**Problem to work on**
Quote the whole listing verbatim.

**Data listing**
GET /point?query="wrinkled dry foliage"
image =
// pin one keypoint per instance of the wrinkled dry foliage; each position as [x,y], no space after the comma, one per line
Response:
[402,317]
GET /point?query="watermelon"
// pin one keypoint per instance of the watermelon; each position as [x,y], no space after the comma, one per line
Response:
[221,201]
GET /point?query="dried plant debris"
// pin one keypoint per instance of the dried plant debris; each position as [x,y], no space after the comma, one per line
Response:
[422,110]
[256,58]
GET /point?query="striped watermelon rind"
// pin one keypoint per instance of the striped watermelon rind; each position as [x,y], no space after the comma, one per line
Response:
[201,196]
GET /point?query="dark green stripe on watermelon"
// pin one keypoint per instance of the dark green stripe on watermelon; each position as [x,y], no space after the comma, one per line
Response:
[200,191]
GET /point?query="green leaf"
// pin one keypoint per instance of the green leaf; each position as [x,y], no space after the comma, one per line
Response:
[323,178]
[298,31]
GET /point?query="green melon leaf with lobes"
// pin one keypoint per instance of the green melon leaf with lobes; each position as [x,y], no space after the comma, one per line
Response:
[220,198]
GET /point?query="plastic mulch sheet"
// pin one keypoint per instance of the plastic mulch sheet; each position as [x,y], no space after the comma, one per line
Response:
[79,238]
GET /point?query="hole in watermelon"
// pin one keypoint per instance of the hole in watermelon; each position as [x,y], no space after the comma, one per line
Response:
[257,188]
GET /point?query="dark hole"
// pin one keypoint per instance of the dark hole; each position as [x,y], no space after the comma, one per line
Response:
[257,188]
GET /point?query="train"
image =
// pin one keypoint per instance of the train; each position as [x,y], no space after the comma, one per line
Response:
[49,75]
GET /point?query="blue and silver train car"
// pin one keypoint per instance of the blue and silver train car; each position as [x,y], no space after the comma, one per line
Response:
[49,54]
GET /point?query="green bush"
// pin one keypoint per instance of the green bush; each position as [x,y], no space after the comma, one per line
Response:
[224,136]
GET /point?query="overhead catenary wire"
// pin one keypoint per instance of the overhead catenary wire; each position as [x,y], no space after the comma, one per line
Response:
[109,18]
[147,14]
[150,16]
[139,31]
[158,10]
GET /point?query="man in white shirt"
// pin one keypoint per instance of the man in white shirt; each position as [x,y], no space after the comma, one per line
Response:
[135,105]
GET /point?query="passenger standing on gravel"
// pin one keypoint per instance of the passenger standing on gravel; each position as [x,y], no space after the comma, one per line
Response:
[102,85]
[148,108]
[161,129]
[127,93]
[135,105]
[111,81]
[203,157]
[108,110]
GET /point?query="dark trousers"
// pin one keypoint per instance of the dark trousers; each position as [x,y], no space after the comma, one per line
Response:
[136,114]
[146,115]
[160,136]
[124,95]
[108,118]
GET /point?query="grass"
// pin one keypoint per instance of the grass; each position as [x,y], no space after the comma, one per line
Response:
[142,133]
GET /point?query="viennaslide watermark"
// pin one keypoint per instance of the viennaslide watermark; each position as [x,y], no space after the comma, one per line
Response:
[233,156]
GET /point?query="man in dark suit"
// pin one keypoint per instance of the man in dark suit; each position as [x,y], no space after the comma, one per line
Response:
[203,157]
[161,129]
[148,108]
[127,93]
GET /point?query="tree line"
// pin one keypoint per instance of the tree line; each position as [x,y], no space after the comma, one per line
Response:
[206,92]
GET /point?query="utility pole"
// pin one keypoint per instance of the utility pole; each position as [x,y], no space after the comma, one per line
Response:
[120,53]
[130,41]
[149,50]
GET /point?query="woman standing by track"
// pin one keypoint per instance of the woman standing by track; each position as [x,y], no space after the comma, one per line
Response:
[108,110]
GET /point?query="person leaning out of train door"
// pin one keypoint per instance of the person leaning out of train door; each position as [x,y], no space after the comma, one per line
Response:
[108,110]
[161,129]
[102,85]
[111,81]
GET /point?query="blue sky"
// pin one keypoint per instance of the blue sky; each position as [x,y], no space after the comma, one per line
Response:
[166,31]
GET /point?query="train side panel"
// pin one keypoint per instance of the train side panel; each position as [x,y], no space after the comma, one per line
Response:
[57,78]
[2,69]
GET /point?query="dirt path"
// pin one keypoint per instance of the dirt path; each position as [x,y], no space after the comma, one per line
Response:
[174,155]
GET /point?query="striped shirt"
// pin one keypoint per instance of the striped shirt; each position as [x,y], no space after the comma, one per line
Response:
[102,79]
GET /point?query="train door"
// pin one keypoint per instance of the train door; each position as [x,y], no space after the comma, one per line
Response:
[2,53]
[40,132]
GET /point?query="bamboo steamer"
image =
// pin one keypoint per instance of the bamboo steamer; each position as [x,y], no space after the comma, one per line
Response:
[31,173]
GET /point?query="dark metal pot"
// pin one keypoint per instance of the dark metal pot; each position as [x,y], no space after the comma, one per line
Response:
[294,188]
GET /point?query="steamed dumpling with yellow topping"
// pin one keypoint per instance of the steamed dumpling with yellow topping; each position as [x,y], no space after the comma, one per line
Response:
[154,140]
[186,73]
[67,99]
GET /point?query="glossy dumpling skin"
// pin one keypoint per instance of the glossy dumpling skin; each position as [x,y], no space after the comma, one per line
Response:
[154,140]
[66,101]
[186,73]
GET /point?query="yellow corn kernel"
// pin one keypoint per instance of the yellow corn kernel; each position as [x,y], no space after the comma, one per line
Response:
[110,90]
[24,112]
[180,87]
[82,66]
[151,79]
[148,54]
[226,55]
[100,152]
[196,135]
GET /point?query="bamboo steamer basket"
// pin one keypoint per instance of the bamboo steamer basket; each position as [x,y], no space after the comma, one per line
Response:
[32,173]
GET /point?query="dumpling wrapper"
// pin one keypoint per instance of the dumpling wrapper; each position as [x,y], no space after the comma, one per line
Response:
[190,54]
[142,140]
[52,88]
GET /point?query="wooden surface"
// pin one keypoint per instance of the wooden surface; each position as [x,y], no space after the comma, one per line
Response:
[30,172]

**Reply**
GET /point?query="wrinkled dry foliage"
image =
// pin one keypoint per instance of the wrinkled dry foliage; each position as [x,y], no space after the comma, one per line
Response:
[402,317]
GET /point?query="watermelon"
// pin one keypoint per instance of the watermelon; each position as [x,y], no space after the comma, one per line
Response:
[221,201]
GET /point?query="dried plant debris"
// pin one keypoint per instance of the dried plant debris; each position as [x,y], no space after the comma, one per line
Response:
[422,110]
[256,58]
GET /point?query="striped watermelon rind"
// pin one keypoint per instance of the striped watermelon rind; each position as [x,y], no space after the comma, one per line
Response:
[201,196]
GET /point?query="dark green stripe on watermelon"
// pin one keypoint per instance of the dark green stripe on watermelon; each position as [x,y], no space after the comma, one per line
Response:
[200,191]
GET /point?query="green leaf"
// pin one keypoint per instance of the green leaf; each position as [x,y], no space after the comma, one per line
Response:
[323,178]
[298,31]
GET /point?query="green melon leaf with lobes"
// pin one keypoint per instance of the green melon leaf with lobes; each position as [x,y], no space after the comma, one per line
Response:
[220,198]
GET /point?query="plastic mulch sheet"
// pin one keypoint per instance of the plastic mulch sheet; each position as [x,y], no space after the comma, one per line
Response:
[79,238]
GET /point?query="hole in watermelon"
// pin one keypoint per instance of the hole in watermelon; each position as [x,y], no space after the comma, one per line
Response:
[257,188]
GET /point?query="dark hole"
// pin one keypoint per instance of the dark hole; each position as [x,y], no space after the comma, one per line
Response:
[257,188]
GET /point?query="train"
image =
// pin one keypoint per instance of the train; each position as [x,y], no space after the comma, one per line
Response:
[49,75]
GET /point?query="blue and silver train car"
// pin one keypoint per instance of the blue and silver train car; each position as [x,y], no space after the comma, one per line
Response:
[49,54]
GET /point?query="green bush"
// pin one keypoint per instance of the green bush; each position as [x,y], no space after the comma, one per line
Response:
[224,136]
GET /point?query="overhead catenary wire"
// pin one keypoint per instance of the overhead catenary wire; each position as [x,y], no space after the comma, one per line
Response:
[109,18]
[147,14]
[150,16]
[139,31]
[158,10]
GET /point?query="man in white shirt"
// pin one keypoint per instance of the man in white shirt; each position as [x,y], no space after the comma, one per line
Response:
[135,105]
GET /point?query="passenger standing on gravel"
// pin one keypoint per instance of the passenger standing on gravel; each position as [x,y], no space after the comma, one per line
Response:
[102,85]
[148,108]
[161,129]
[127,93]
[135,105]
[111,81]
[203,157]
[108,110]
GET /point?query="dark trousers"
// pin one keypoint per instance of the dark trousers; each position as [x,y], no space after the comma, one per line
Response:
[136,114]
[146,115]
[160,136]
[124,95]
[108,118]
GET /point?query="grass"
// pin one keypoint per instance of the grass; each position as [x,y], no space after the comma, one per line
Response:
[142,133]
GET /point?query="viennaslide watermark"
// pin one keypoint per instance of the viennaslide watermark; each position as [x,y], no space after the comma, one per line
Response:
[233,156]
GET /point?query="man in dark suit"
// pin one keypoint per instance of the man in dark suit; each position as [x,y], no space after the comma, one per line
Response:
[203,157]
[161,129]
[148,108]
[127,93]
GET /point?query="tree line"
// pin one keypoint per instance of the tree line; each position as [x,y], no space after the comma, one per line
Response:
[206,92]
GET /point?query="utility pole"
// pin one keypoint per instance of the utility pole; each position as [x,y], no space after the comma, one per line
Response:
[120,53]
[130,41]
[149,50]
GET /point?query="woman standing by track"
// pin one keypoint per instance of the woman standing by track; each position as [x,y], no space after the comma, one per line
Response:
[108,110]
GET /point?query="person leaning out of train door"
// pin one keypoint per instance of the person leaning out of train door; each position as [x,y], no space after the comma, one per line
Response:
[108,110]
[161,129]
[102,85]
[111,81]
GET /point?query="blue sky"
// pin one keypoint per instance of the blue sky; each position as [x,y], no space after the comma, one per line
Response:
[166,31]
GET /point?query="train side panel"
// pin one keypoint per instance of the train side panel; each position as [x,y], no space after the comma, one per line
Response:
[57,78]
[2,69]
GET /point?query="dirt path"
// pin one keypoint per instance of the dirt path; each position as [x,y], no space after the comma, one per line
Response:
[174,155]
GET /point?query="striped shirt"
// pin one keypoint per instance of the striped shirt; each position as [x,y], no space after the comma, one per line
Response:
[102,79]
GET /point?query="train door"
// pin one keypoint per instance of the train door; each position as [x,y], no space after the comma, one per line
Response:
[2,53]
[40,132]
GET /point?query="bamboo steamer"
image =
// pin one keypoint per instance of the bamboo steamer; each position as [x,y], no space after the comma, one per line
Response:
[31,173]
GET /point?query="dark metal pot"
// pin one keypoint per instance of the dark metal pot; each position as [x,y], no space after the comma, one per line
Response:
[294,188]
GET /point?query="steamed dumpling with yellow topping"
// pin one keypoint per instance of the steamed dumpling with yellow topping; each position as [x,y], no space after the comma, one per line
Response:
[154,140]
[186,73]
[67,99]
GET /point?query="glossy dumpling skin"
// pin one keypoint per instance of the glossy dumpling skin; each position as [x,y], no space after the comma, one per line
Response:
[154,140]
[66,101]
[186,73]
GET /point?query="yellow corn kernel"
// pin one keypoint per instance of the yellow corn kernel; each position as [x,y], no space after the comma, one per line
Response:
[110,90]
[24,112]
[180,87]
[82,66]
[151,79]
[148,54]
[226,55]
[100,152]
[196,135]
GET /point?query="bamboo steamer basket"
// pin one keypoint per instance of the bamboo steamer basket; each position as [x,y], no space after the comma, one per line
Response:
[32,173]
GET /point?query="dumpling wrapper"
// pin one keypoint per instance of the dumpling wrapper; each position as [x,y], no space after the comma, one per line
Response:
[190,54]
[142,140]
[52,88]
GET /point?query="wooden surface"
// pin one keypoint per instance of the wooden surface; each position as [x,y], no space after the comma, one per line
Response:
[30,172]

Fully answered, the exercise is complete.